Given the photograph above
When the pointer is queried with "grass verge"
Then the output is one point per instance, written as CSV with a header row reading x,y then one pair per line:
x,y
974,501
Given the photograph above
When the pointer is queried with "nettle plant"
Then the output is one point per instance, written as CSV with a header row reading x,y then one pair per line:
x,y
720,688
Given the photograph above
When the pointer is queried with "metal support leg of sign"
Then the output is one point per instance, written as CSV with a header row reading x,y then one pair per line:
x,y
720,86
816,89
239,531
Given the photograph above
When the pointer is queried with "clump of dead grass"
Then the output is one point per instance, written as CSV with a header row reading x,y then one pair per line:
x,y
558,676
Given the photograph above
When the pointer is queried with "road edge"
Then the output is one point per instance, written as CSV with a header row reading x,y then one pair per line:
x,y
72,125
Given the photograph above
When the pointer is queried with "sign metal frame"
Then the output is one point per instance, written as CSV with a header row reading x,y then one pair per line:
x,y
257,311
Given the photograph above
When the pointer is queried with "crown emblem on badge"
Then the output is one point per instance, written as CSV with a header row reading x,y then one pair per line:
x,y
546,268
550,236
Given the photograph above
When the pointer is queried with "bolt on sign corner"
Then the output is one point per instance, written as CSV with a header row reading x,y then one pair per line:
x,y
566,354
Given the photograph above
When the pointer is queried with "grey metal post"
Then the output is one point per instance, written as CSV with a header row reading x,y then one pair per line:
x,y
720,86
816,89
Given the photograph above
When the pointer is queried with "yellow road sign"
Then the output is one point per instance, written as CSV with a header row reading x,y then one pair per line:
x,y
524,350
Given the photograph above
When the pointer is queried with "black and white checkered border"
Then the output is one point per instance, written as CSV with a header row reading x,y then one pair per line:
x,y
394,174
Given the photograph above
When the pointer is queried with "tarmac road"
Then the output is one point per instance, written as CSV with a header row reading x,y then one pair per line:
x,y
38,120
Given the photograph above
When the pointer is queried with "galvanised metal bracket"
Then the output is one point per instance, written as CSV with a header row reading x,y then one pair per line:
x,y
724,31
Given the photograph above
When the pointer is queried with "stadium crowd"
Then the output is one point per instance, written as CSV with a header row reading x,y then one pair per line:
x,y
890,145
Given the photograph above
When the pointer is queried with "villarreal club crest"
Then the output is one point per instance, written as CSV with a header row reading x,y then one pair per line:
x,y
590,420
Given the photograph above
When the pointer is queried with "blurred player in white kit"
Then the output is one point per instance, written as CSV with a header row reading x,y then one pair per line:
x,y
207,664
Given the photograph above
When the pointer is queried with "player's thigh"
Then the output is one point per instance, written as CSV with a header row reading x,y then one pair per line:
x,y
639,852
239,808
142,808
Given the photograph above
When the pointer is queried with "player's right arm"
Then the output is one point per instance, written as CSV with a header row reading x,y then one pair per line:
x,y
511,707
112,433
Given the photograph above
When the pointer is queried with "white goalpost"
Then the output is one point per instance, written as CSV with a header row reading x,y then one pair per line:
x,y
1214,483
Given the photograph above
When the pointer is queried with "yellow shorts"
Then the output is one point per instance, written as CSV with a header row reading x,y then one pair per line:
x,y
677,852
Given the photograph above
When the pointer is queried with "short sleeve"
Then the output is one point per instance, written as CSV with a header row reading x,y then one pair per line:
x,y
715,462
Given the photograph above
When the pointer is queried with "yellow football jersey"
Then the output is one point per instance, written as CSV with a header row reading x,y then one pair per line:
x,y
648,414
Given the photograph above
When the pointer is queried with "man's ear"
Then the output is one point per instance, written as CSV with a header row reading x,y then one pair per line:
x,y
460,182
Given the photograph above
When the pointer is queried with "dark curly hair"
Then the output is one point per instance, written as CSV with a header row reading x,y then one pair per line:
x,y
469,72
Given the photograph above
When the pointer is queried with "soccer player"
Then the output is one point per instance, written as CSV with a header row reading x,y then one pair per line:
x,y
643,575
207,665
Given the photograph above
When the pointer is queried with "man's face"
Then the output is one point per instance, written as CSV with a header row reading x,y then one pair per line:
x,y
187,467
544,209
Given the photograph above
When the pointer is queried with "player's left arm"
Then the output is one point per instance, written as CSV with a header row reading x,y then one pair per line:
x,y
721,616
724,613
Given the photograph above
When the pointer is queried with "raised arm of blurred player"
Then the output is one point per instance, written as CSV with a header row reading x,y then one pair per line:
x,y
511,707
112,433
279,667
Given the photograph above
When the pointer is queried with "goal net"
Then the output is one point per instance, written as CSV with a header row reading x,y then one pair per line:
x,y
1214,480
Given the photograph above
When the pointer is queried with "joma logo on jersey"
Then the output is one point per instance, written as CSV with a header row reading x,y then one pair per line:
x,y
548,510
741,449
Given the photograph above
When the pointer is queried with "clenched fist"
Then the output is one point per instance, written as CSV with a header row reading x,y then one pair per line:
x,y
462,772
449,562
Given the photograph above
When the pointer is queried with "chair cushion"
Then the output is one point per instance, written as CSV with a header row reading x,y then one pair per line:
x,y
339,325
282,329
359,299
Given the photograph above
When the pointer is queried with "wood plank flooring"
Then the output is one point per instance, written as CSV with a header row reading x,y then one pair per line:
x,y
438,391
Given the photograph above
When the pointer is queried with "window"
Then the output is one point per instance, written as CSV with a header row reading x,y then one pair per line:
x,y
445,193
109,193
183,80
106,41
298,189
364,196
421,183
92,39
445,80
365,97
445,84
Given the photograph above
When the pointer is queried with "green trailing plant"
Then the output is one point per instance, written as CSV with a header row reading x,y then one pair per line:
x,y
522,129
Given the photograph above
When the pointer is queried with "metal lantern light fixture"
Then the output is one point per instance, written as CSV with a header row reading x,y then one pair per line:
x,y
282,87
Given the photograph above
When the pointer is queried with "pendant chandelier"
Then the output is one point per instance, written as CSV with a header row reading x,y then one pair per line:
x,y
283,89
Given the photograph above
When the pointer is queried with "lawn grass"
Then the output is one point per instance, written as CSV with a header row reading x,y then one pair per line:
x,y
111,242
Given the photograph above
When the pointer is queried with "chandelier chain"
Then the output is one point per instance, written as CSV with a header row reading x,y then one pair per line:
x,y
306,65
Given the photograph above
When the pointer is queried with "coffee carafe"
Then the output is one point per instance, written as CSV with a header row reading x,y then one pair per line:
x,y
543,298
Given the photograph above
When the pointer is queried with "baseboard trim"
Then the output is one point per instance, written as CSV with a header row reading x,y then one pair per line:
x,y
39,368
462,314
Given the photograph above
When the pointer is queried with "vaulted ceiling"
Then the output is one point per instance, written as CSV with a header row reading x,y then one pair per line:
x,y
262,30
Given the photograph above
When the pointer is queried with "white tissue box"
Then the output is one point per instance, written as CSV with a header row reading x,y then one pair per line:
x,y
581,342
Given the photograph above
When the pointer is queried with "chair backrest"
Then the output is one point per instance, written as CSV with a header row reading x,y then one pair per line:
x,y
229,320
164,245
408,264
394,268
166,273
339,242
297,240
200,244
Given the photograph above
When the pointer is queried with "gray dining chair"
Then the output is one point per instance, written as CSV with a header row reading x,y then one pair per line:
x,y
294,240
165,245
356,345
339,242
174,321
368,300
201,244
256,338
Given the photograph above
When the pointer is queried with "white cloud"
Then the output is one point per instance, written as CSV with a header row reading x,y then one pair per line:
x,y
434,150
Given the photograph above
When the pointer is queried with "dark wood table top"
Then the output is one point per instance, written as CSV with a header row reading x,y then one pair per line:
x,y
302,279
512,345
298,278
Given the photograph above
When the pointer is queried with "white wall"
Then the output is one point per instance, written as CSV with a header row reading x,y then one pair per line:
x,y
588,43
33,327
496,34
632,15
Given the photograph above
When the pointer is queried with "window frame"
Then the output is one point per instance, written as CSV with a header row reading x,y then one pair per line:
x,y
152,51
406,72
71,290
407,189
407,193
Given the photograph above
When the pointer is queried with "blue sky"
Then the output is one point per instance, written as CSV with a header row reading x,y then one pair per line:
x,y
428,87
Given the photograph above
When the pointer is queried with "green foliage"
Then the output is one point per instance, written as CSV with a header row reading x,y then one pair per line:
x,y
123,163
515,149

◆ Aim ◆
Pick out and copy every line of the records above that contains the string "player". Case counts when matching.

◆ Answer in full ◆
When the pointer is queried with "blurred player in white kit"
When the pointer is queried with "player's thigh"
When the pointer is queried with "player's right arm"
When the pointer is queried with "soccer player"
When the pointer is queried with "player's left arm"
When the pointer is queried with "raised arm of blurred player"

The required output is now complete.